§ Job
From the forum thread on etiquette below, list every detail shown about the poster above the opening message.

━━ Selection

Etiquette

Trinique_Fire

Daddi's Princess
Joined
Dec 15, 2004
Posts
10,550
Hey all. This isn't my regular forum, and though I've been on Lit for ten years now and have been in and out of BDSM life on many levels for many years, I haven't felt the need to come here and ask questions or really get involved in the threads here.

Recently, however, I came across a couple of...ways of thinking, shall we say, that I generally have learned/been taught aren't good BDSM etiquette. I'd like to hear what some of you think, based on your own teachings or what you've learned.

1) A Dom(me)/sub relationship was entered into, unbeknownst to the "sub" in the situation. Now, what I was always taught was that a Dom(me)/sub situation was not to be taken lightly. You don't just take on a submissive without discussing it with your potential sub. Right...?

2) Now, if you're a sub and your Dom(me) has His or Her own Dom(me), are you expected to address your Dom(me)'s Dom(me) as Sir/Ma'am/etc etc? I never was, and it seems unorthodox.

Thoughts?
 
1) For a power exchange relationship to occur a submissive has to give up power to the Dominant. I can't see how this could happen without the submissive's knowledge. A Dominant can't say pronounce themselves as a certain sub's Dom/me.

━━━━
━━ Records provided

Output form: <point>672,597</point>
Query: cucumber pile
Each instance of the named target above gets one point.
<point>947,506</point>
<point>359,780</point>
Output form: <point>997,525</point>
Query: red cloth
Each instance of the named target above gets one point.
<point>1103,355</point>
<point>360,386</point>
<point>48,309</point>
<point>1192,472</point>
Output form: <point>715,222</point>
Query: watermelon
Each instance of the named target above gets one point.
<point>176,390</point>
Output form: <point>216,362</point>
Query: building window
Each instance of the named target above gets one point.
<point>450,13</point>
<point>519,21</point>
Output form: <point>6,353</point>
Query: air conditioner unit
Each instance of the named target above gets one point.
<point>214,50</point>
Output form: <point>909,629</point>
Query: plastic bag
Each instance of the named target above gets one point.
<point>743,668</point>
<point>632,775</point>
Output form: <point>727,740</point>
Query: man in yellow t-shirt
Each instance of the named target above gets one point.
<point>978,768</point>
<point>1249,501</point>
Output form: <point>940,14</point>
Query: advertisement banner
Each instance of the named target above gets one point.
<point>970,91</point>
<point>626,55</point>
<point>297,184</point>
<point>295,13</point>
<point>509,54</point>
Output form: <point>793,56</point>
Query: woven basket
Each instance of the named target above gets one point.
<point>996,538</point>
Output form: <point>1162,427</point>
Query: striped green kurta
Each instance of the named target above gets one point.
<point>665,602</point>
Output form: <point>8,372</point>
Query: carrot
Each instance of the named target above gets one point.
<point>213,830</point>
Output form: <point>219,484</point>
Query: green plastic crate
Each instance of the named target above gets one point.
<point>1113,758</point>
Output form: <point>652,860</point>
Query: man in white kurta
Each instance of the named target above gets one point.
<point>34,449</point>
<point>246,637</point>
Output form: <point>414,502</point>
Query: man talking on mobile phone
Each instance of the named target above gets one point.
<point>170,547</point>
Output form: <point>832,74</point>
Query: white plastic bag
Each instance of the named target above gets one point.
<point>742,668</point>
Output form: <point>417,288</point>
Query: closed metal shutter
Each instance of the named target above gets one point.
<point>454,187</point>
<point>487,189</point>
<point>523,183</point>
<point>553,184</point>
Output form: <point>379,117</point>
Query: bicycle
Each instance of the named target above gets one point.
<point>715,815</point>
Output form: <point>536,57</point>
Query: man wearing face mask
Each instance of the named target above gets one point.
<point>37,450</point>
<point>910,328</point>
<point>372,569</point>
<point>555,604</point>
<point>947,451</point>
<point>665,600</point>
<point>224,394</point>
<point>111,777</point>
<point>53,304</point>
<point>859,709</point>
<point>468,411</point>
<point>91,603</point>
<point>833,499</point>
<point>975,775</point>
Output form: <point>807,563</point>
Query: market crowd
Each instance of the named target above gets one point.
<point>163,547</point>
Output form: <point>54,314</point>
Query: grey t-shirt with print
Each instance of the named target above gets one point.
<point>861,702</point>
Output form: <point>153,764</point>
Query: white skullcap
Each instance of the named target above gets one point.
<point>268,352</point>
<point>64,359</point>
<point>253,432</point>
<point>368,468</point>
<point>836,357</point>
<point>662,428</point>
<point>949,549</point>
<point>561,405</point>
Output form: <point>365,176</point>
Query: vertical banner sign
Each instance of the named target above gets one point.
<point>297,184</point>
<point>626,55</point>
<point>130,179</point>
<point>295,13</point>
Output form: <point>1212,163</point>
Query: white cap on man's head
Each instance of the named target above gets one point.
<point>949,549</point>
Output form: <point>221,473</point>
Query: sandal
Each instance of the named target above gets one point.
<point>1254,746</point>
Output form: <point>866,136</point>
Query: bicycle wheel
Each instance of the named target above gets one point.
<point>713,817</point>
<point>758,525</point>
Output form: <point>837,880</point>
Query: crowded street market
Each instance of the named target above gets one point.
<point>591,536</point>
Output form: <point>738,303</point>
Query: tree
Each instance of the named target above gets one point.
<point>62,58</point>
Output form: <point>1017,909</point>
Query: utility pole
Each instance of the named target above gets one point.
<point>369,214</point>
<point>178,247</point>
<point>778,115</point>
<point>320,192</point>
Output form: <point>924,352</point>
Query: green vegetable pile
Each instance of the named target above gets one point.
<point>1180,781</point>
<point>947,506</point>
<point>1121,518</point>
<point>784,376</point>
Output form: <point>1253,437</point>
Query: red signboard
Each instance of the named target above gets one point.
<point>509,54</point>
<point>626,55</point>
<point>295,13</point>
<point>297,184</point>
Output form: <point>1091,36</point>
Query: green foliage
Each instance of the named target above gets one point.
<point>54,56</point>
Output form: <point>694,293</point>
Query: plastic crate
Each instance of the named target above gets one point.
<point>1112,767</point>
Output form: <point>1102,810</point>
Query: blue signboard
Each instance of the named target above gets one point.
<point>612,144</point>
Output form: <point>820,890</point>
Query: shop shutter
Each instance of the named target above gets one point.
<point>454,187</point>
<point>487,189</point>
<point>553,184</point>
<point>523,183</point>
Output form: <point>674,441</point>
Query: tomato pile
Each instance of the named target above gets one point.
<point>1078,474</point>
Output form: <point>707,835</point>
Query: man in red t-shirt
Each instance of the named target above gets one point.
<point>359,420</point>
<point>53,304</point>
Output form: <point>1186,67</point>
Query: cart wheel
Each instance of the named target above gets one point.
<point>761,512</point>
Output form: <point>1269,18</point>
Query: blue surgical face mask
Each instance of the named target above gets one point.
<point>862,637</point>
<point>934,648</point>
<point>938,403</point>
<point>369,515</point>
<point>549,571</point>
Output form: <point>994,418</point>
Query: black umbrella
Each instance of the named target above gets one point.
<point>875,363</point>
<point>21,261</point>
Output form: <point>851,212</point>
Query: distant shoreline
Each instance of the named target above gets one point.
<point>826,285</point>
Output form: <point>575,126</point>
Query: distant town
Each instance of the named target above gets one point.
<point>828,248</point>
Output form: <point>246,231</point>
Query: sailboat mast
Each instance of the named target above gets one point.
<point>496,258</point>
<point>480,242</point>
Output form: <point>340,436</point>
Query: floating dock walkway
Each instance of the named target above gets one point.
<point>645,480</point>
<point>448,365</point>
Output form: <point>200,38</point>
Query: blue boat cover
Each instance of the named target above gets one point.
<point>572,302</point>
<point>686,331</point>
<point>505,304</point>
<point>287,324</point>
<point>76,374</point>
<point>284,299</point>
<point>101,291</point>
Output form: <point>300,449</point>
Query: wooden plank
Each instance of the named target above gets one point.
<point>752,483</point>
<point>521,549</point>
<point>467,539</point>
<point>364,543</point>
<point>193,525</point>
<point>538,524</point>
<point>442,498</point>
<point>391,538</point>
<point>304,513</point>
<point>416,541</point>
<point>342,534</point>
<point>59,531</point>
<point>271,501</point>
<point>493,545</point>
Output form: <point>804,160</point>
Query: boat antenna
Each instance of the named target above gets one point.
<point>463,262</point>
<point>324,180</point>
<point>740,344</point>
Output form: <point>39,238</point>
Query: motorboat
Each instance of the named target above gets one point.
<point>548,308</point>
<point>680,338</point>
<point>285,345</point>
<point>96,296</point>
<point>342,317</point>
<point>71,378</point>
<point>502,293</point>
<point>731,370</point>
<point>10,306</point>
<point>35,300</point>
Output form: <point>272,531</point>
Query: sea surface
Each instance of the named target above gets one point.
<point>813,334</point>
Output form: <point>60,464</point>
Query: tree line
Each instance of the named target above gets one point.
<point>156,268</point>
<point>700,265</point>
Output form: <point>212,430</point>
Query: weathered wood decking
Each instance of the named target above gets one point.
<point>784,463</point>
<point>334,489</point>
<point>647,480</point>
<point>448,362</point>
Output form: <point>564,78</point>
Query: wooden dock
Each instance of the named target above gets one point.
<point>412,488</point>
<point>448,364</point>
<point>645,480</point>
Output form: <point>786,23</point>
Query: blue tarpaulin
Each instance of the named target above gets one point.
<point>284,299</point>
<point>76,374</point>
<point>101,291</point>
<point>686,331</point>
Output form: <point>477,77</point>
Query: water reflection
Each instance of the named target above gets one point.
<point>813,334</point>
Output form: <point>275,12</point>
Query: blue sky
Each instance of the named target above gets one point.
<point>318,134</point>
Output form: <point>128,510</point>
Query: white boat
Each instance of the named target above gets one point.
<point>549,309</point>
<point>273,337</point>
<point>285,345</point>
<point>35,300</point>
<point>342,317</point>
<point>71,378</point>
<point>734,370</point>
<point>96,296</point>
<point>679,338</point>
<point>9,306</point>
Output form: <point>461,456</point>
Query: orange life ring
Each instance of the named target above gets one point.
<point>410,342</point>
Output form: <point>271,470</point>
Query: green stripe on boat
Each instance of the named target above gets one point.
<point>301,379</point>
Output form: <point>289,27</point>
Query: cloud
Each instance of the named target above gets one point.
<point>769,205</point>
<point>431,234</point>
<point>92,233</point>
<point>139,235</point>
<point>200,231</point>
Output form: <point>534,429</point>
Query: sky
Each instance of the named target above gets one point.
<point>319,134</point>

━━━━

§ Full output
- Username: Trinique_Fire
- Title: Daddi's Princess
- Joined: Dec 15, 2004
- Posts: 10,550